■ Task goal:
Scale the records from the line containing "snow mound, which" through the end of the records. Repeat those lines with the requests included and unchanged, but multiply every point coordinate in the answers by 0.55 and round each result to a whole number, rounding halves up. Output only those lines.

■ Data supplied:
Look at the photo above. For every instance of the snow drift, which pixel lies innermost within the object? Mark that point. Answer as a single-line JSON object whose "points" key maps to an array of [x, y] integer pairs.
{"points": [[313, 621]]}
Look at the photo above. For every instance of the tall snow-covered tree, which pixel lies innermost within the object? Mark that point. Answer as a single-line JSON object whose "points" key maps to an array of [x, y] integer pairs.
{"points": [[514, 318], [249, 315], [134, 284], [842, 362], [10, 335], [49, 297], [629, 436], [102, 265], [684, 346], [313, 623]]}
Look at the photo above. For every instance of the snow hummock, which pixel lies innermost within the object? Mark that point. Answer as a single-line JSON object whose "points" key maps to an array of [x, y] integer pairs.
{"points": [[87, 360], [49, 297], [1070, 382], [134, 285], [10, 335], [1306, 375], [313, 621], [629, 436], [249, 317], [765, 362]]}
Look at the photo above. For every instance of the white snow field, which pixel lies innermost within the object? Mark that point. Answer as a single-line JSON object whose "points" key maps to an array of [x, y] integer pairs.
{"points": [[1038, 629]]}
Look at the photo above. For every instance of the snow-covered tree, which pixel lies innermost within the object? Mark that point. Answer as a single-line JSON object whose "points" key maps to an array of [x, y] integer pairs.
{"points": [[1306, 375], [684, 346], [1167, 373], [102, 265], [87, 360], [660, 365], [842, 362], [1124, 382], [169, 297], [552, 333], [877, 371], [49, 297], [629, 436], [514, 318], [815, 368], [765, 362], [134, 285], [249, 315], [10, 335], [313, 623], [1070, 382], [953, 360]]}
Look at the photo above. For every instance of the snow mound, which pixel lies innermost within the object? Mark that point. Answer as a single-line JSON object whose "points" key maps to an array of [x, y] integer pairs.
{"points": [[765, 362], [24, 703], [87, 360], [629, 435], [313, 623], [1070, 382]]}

■ Solution for this task:
Look at the photo above. For every instance of the snow mound, which pixel lies innermost within the object? Mark that point. Answer as a single-line JSON object whose "points" key maps to an array of [x, y] integer pairs.
{"points": [[421, 199], [13, 387], [48, 198], [346, 239], [172, 343], [589, 210]]}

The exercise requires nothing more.